### Supplied material
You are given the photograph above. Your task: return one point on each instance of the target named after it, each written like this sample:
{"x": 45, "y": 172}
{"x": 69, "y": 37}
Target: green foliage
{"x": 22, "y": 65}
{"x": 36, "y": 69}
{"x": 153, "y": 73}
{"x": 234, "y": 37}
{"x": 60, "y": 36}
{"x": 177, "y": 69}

### Exercise goal
Present every line of the records as a numbered list, dropping any blank lines.

### Exercise output
1. You are given the photograph above. Your task: return one point on each instance of the target named after it, each written like this sample:
2. {"x": 45, "y": 172}
3. {"x": 69, "y": 37}
4. Target: green foliage
5. {"x": 22, "y": 65}
6. {"x": 36, "y": 69}
7. {"x": 153, "y": 73}
8. {"x": 234, "y": 37}
9. {"x": 60, "y": 36}
10. {"x": 177, "y": 69}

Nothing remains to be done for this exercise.